The task
Please continue the text about breathing and the nervous system, starting right after its final sentence.

Text shown
[Start of Attachment]
I could feel my body respond. My chest would loosen. My thoughts would slow down. The tight buzzing feeling in my nervous system would soften just enough for me to breathe easier emotionally, not just physically.
It reminded me that I don’t always need to push through. Sometimes I need to pause and breathe before I react.
The Nervous System Piece
What I didn’t fully understand before was how much breathing impacts the nervous system. I used to take breathing techniques for granted, lumping them into the category of things people say help but don’t really change anything.
I was wrong.
Intentional breathing tells your body you are safe. It signals that you don’t need to be in fight-or-flight mode. And for someone who has lived a good portion of their life in survival mode, that signal matters.
Breathing doesn’t erase stress. It doesn’t magically fix circumstances. But it creates space. And space is where regulation happens.
[End of Attachment]
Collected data
[Start of Attachment]
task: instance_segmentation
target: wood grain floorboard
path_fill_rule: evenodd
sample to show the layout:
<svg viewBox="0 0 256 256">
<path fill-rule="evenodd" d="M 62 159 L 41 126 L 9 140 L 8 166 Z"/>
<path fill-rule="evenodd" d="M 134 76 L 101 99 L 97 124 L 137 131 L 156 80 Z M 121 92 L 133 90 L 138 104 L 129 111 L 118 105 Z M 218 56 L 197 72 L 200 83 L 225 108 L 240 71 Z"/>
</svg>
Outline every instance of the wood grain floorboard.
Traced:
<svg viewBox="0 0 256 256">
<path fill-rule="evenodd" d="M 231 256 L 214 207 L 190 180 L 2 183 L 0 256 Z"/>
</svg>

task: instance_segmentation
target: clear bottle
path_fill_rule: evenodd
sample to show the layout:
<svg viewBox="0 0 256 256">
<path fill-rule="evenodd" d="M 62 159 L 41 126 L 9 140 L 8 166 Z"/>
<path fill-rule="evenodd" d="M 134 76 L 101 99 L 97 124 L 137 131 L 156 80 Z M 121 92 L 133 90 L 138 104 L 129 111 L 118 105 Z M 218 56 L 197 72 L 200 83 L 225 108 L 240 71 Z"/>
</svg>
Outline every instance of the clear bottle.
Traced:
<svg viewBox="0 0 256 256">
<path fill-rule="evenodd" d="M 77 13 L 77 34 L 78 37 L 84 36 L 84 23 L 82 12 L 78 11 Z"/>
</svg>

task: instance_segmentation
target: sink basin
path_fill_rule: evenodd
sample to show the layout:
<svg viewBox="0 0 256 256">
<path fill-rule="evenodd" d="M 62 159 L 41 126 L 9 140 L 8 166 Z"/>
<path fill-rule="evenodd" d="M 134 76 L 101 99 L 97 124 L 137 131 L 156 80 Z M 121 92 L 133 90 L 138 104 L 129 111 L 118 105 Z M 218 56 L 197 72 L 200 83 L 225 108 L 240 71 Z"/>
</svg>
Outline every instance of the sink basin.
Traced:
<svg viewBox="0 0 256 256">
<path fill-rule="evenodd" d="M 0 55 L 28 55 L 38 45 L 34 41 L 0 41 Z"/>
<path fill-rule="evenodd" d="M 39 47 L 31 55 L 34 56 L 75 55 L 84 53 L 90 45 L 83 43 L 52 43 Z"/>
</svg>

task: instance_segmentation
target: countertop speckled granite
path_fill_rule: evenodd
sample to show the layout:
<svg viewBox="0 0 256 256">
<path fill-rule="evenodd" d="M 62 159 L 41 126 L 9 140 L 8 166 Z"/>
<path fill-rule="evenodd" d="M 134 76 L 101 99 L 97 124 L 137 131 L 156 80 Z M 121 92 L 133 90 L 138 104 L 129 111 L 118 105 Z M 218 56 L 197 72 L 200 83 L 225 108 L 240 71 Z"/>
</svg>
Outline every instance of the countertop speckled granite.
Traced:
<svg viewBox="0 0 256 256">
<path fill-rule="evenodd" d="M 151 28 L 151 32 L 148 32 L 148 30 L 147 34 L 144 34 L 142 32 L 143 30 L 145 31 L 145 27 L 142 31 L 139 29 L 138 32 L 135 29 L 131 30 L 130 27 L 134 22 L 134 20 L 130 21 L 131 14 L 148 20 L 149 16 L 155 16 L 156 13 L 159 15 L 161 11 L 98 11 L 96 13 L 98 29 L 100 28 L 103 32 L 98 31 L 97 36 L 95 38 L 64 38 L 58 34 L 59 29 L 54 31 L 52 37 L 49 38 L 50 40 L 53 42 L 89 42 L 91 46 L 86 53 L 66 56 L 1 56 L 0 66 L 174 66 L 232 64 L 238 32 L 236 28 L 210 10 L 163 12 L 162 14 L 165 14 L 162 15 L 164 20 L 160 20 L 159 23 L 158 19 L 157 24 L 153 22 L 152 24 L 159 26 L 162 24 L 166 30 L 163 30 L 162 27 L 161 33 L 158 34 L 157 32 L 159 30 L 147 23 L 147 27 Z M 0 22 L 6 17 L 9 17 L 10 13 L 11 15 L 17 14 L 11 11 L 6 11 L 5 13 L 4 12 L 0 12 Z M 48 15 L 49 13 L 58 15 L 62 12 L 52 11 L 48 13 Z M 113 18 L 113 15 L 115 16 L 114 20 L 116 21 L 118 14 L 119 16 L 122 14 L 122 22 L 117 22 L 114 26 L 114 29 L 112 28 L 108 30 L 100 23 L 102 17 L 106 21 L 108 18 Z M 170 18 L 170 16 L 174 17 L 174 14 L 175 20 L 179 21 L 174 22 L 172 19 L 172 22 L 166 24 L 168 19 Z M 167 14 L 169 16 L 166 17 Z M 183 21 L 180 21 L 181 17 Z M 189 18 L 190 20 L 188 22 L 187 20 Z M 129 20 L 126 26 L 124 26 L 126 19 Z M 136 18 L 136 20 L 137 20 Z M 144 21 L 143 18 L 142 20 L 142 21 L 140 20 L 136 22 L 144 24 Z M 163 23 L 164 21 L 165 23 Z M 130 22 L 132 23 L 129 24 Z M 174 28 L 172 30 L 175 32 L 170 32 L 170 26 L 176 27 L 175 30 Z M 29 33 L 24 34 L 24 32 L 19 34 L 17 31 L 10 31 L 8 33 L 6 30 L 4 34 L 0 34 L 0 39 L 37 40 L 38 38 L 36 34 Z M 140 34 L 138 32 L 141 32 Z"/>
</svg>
[End of Attachment]
Result
That’s why this practice feels so soft to me. It doesn’t demand productivity. It doesn’t ask me to achieve anything. It simply asks me to exist in my body for a few moments without judgment.
Box Breathing Changed Everything
If there’s one technique that truly shifted my relationship with breathing, it’s box breathing.
I remember the first time I tried it consistently and thought, Oh. This is different.
Box breathing is structured, which helps my brain. Inhale for four counts. Hold for four. Exhale for four. Hold for four. Repeat. The rhythm creates containment. It gives my thoughts something to anchor to. It keeps me from drifting into worry while I’m trying to calm myself down.
There’s something incredibly grounding about the predictability of it. Each side of the box holds you in place. Each breath becomes intentional instead of reactive.
When I practice box breathing, I can feel my body settle. My shoulders drop. My heartbeat steadies. My mind stops racing long enough for me to feel present.
It’s subtle, but it’s powerful.
Why Box Breathing Works (The Science Behind the Softness)
Box breathing isn’t just a calming trick. It has real, measurable effects on both physical and mental wellbeing.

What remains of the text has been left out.